Return every line from the records below in which the word "photo" is found.

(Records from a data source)
*****
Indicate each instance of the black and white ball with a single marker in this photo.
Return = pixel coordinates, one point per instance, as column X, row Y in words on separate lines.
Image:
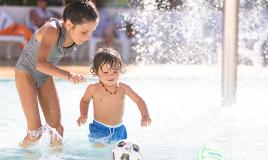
column 126, row 150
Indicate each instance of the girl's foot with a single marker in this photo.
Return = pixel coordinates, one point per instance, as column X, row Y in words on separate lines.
column 31, row 138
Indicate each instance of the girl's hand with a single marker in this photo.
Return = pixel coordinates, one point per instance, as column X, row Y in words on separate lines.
column 82, row 120
column 145, row 121
column 76, row 78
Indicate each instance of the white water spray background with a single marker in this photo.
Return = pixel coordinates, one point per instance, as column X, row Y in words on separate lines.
*****
- **Reply to the exercise**:
Indicate each instance of the black and white ball with a single marker in this photo.
Indicate each instance of the girl's foot with a single marker in this photo.
Indicate each instance of the girl's hand with a single marker in this photo.
Indicate each instance of the white water spray background with a single marker in this photo.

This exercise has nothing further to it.